┌──

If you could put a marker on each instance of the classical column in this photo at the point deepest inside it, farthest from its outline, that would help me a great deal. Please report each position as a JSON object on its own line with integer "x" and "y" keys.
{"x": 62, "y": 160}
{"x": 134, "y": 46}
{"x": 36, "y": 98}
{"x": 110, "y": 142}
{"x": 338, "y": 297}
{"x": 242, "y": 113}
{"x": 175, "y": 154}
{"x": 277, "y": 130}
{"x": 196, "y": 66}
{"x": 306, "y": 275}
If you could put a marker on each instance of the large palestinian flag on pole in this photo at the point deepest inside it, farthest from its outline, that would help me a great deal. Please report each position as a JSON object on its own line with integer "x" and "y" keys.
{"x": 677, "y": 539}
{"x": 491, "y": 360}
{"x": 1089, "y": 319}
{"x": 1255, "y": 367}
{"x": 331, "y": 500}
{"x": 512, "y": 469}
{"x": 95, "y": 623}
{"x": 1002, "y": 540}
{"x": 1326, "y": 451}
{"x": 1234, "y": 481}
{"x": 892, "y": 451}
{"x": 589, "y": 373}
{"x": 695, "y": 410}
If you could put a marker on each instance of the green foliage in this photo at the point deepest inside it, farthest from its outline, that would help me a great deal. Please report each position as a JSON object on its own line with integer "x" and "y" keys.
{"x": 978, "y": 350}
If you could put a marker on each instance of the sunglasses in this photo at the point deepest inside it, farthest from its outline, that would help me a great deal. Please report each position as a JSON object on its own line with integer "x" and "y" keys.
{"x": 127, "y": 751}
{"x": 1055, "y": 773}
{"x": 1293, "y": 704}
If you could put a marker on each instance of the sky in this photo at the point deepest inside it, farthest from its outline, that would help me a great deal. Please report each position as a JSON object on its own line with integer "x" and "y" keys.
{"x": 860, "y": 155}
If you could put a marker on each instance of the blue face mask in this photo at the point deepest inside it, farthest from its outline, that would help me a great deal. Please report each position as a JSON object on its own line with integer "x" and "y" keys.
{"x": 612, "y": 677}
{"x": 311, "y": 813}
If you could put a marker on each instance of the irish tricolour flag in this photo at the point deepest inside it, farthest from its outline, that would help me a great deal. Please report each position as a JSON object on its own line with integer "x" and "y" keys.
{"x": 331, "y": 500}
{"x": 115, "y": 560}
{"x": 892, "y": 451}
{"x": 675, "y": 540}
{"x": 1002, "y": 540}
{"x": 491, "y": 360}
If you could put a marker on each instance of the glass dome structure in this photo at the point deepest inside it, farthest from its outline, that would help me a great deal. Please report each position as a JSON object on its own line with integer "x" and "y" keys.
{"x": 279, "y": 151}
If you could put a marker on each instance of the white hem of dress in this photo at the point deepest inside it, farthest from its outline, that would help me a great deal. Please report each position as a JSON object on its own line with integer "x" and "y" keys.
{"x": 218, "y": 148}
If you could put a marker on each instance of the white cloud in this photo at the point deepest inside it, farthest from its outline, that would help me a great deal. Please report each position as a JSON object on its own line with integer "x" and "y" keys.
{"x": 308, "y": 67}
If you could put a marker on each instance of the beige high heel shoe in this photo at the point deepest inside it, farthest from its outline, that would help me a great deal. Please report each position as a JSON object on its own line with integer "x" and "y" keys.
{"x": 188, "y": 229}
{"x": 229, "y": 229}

└──

**REQUIRED ACTION**
Each line of the data must be returned exactly.

**OUTPUT FOR THIS TASK**
If you could put a marker on each instance of the classical column in this photo at the point deepest inside it, farthest from its outline, that would help me a great deal. Please report each position as a JSON object on its own line with integer "x" and "y" keys.
{"x": 62, "y": 160}
{"x": 134, "y": 46}
{"x": 36, "y": 98}
{"x": 110, "y": 142}
{"x": 338, "y": 297}
{"x": 242, "y": 113}
{"x": 175, "y": 154}
{"x": 277, "y": 130}
{"x": 196, "y": 66}
{"x": 306, "y": 275}
If you could put a marker on each instance of the large palestinian flag on pole in this photo at the point deepest inside it, farthest from its outline, that would help me a great deal. Please report each position as a JSON object on its own line with integer "x" and "y" keys.
{"x": 677, "y": 539}
{"x": 491, "y": 360}
{"x": 1089, "y": 319}
{"x": 1255, "y": 367}
{"x": 331, "y": 500}
{"x": 512, "y": 469}
{"x": 95, "y": 623}
{"x": 1002, "y": 540}
{"x": 1326, "y": 451}
{"x": 1234, "y": 481}
{"x": 892, "y": 451}
{"x": 589, "y": 373}
{"x": 695, "y": 410}
If you could put a marker on each instance of the green foliage in this photo at the point deepest inside it, farthest from its outline, that would help me a great deal. Please report each position as a JSON object on its own line with integer "x" and "y" keys.
{"x": 978, "y": 350}
If you could put a marker on each instance of the sunglasses in this photo at the point deepest inside it, farthest from its outline, that would help me a great deal. Please report each position as a JSON object on its own line with integer "x" and "y" keys.
{"x": 127, "y": 751}
{"x": 1055, "y": 773}
{"x": 1293, "y": 704}
If you could put a marker on each instance of the sky in this photo at the point deepest inside it, farthest from its outline, that would help me a great deal. Please report each position as a JSON object on its own line with integer "x" and "y" keys.
{"x": 860, "y": 155}
If you could put a marker on each instance of the blue face mask in this photo at the point deepest inside it, farthest from its outline, that would help me a great deal. Please report each position as a JSON object on its own line with integer "x" and "y" keys.
{"x": 612, "y": 677}
{"x": 311, "y": 813}
If you could put a marker on each instance of the irish tricolour flag in this photo at the point deepest inside it, farthest from its outline, that would help me a great deal. Please report each position as a JSON object on its own line with integer "x" and "y" keys.
{"x": 331, "y": 500}
{"x": 115, "y": 560}
{"x": 892, "y": 451}
{"x": 675, "y": 540}
{"x": 1002, "y": 540}
{"x": 491, "y": 360}
If you could put a marker on each instance of the glass dome structure in this photo at the point deepest inside it, farthest from its outline, that would help me a great deal. Please report each position as a JSON object on its own line with integer "x" and "y" keys.
{"x": 279, "y": 151}
If you could put a marker on each instance of the white hem of dress in this photo at the point deepest inside it, farthest from its outline, that would help me a great deal. Please report each position as a JSON object on its own line with integer "x" and "y" keys.
{"x": 218, "y": 148}
If you could put a marker on each instance of the white cloud in this photo at the point deepest inside it, farthest from its outline, that would help me a great deal. Please report each position as a JSON object on its own line with integer "x" and "y" keys.
{"x": 308, "y": 67}
If you could put a marker on each instance of the beige high heel shoe in this photo at the point deepest inside it, farthest from its outline, that would help me a great deal. Please report each position as a JSON object on its own line with integer "x" and "y" keys.
{"x": 188, "y": 229}
{"x": 229, "y": 229}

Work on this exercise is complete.